REQUIRED WORK: Return every line below that contains the word "orange", copying each one unchanged.

PROVIDED RECORDS:
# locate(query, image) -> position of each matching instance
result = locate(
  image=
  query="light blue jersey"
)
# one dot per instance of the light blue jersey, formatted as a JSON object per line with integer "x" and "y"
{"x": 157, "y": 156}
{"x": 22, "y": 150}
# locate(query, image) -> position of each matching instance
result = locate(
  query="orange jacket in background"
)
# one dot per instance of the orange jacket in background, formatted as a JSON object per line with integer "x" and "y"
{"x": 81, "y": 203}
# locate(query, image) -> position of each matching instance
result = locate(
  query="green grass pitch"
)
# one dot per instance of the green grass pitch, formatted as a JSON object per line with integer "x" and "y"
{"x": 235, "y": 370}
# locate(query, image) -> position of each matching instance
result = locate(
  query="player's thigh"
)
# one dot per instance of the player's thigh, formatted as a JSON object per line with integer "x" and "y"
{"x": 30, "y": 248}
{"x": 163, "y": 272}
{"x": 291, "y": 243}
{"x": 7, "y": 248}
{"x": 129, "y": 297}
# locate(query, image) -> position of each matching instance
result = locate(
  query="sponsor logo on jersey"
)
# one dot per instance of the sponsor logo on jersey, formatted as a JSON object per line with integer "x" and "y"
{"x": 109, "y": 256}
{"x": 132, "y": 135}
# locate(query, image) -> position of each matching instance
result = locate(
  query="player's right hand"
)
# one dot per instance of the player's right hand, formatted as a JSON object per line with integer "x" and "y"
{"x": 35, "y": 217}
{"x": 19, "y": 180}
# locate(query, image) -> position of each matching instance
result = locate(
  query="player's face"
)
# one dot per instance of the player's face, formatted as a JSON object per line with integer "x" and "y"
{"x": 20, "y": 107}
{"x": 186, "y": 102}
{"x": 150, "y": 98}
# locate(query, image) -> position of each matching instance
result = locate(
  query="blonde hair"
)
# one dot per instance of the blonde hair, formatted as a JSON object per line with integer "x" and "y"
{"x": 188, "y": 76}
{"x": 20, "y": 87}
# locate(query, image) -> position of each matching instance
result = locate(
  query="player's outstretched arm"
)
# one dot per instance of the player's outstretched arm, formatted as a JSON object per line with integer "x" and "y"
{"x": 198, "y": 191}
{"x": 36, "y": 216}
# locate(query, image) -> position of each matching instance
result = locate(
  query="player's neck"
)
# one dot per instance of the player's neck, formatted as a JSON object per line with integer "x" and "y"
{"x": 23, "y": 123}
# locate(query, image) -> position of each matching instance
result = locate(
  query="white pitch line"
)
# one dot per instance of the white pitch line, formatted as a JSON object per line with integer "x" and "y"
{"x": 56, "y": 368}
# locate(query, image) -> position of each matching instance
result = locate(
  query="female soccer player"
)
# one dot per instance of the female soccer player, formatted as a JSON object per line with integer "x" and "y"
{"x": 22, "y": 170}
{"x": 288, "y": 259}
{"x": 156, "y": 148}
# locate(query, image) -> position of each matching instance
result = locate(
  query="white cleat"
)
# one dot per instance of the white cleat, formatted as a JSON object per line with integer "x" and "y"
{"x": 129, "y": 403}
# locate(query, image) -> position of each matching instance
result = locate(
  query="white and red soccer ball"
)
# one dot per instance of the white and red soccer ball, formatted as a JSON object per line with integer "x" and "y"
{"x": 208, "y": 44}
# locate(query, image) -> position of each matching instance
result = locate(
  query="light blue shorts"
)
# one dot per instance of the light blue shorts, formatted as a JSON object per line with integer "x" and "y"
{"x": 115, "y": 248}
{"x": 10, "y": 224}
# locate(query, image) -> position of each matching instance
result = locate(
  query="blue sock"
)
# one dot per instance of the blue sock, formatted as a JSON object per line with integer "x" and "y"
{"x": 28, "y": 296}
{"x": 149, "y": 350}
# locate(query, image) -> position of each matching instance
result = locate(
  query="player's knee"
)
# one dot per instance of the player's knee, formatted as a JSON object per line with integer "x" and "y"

RESULT FOR THIS TASK:
  query="orange jacket in background"
# one dot per instance of the orange jacket in background, formatted as a JSON object per line with integer "x" and "y"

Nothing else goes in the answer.